What the task requires:
Could you reproduce only the stretch of data from the line containing "Expected: a point inside each instance of the green" through the line containing "point(557, 422)", requests included, shifting every answer coordinate by adding -127 to it? Leave the coordinates in the requests and their format samples unchanged.

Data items
--------------------------------------------------
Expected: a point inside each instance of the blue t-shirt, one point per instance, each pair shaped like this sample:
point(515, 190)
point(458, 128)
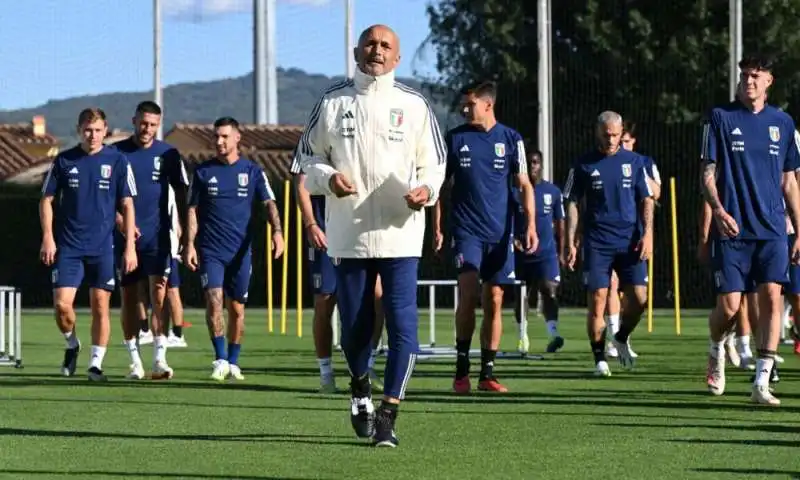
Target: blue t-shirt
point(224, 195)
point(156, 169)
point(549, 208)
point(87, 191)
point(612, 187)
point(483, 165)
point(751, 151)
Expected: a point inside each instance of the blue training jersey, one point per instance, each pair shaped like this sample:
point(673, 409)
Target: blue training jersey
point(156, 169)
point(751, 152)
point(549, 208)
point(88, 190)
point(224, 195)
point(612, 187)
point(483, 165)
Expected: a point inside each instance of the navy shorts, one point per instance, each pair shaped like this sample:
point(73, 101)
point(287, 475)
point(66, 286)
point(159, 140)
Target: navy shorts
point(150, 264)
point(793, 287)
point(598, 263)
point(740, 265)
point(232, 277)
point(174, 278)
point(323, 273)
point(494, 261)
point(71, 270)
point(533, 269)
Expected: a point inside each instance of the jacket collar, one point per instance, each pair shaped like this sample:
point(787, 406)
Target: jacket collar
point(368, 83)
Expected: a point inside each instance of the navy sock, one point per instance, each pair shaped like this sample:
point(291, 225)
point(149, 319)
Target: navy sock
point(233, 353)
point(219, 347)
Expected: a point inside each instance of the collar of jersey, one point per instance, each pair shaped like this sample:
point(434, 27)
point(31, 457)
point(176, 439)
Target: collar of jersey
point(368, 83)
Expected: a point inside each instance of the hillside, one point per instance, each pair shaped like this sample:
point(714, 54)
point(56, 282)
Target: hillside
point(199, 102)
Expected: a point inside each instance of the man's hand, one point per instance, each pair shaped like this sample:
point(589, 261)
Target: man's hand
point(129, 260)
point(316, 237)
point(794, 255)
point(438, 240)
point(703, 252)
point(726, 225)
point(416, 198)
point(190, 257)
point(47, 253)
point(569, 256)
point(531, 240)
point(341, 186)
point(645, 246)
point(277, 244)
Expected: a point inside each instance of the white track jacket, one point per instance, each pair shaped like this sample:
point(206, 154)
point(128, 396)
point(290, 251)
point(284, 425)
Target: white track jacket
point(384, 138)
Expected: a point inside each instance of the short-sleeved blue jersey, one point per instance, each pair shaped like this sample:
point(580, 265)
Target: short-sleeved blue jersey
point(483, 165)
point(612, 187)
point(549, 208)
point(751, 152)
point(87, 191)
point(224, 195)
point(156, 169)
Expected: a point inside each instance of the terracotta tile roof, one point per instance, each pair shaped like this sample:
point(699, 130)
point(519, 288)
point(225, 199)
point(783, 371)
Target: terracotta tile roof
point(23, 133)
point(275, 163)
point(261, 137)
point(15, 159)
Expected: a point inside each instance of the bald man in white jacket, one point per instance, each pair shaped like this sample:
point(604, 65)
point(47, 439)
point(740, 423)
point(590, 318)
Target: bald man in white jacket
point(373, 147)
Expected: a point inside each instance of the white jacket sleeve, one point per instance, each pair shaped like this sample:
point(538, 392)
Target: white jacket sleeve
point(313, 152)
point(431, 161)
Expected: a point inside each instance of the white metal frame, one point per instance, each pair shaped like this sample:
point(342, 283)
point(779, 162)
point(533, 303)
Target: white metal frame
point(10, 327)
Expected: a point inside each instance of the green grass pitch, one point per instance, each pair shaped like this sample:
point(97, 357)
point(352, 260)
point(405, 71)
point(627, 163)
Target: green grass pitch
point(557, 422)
--------------------------------------------------
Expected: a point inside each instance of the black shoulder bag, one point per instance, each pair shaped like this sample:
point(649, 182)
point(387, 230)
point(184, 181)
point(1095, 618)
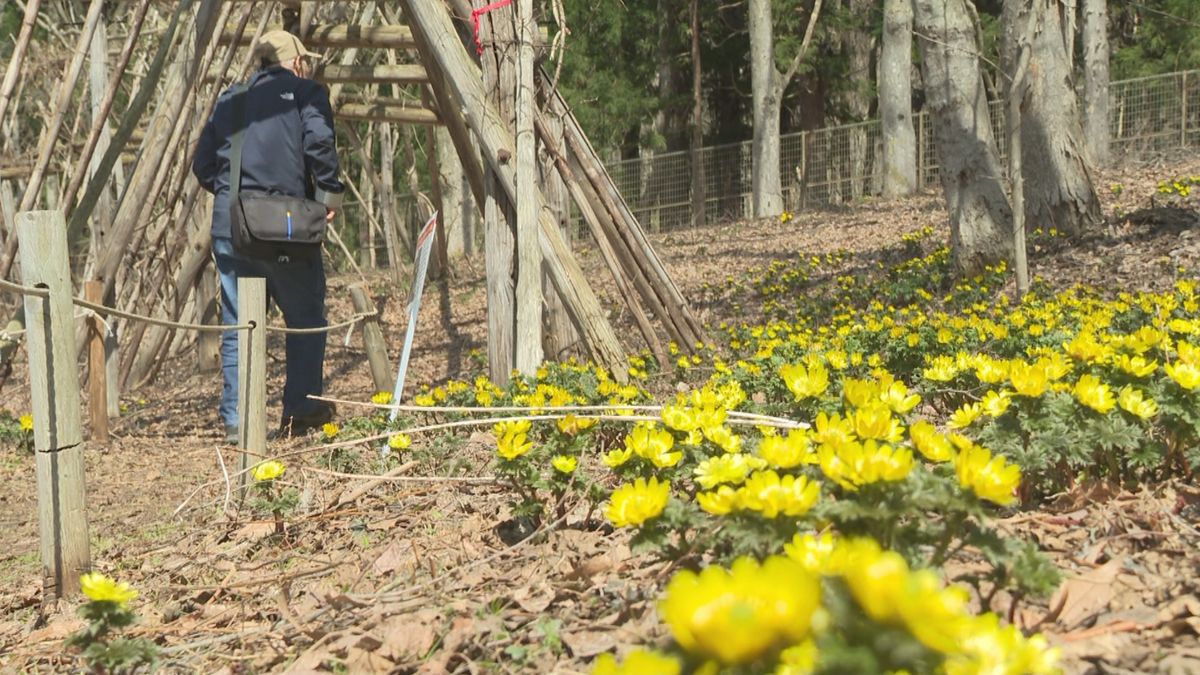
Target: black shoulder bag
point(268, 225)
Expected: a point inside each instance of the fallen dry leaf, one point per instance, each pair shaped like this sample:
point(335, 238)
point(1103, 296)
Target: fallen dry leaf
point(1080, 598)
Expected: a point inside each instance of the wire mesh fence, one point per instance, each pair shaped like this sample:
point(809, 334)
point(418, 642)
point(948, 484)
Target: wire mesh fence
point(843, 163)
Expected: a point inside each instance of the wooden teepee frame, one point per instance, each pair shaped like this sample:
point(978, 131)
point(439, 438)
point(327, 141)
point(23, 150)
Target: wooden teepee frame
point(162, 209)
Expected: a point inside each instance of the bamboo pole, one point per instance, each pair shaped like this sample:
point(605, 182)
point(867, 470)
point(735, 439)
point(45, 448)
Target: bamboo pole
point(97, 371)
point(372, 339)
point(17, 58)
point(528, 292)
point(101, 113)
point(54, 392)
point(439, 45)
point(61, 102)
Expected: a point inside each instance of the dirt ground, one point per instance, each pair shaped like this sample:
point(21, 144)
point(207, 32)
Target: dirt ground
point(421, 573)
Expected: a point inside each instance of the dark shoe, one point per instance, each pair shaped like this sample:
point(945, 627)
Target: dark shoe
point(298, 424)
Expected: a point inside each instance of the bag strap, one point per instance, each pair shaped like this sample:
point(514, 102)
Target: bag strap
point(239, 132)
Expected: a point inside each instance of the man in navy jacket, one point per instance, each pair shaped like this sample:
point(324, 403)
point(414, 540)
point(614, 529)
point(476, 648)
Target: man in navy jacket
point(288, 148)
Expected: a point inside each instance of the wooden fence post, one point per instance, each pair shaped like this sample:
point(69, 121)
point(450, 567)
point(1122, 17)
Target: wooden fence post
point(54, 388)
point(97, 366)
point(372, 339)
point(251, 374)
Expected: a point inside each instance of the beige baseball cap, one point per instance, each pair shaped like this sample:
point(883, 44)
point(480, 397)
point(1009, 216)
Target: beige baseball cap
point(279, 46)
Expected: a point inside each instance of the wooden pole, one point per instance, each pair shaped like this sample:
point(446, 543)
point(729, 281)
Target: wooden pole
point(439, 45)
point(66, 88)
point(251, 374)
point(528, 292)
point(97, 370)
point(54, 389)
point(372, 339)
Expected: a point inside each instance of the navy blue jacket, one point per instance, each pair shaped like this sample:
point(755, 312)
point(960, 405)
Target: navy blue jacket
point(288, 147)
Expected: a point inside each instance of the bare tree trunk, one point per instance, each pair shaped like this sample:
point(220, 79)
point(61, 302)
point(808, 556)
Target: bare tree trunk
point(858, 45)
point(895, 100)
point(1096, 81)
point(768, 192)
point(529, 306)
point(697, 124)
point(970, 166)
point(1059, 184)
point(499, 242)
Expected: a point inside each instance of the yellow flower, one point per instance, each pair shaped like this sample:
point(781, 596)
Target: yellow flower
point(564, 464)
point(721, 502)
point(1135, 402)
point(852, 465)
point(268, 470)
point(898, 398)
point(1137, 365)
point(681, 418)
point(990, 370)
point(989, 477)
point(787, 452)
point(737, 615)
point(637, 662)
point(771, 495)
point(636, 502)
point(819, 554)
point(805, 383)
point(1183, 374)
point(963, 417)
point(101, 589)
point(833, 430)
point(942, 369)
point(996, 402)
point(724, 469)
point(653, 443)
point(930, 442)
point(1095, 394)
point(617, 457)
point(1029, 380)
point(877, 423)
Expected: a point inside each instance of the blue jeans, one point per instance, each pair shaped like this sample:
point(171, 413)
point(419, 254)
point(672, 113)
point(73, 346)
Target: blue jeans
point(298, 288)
--------------------------------------------------
Response to this exercise:
Expected: a point inside each instance of the green grass pitch, one point per instance, each pair shaped like this sample:
point(97, 357)
point(352, 260)
point(405, 71)
point(627, 163)
Target: green grass pitch
point(430, 295)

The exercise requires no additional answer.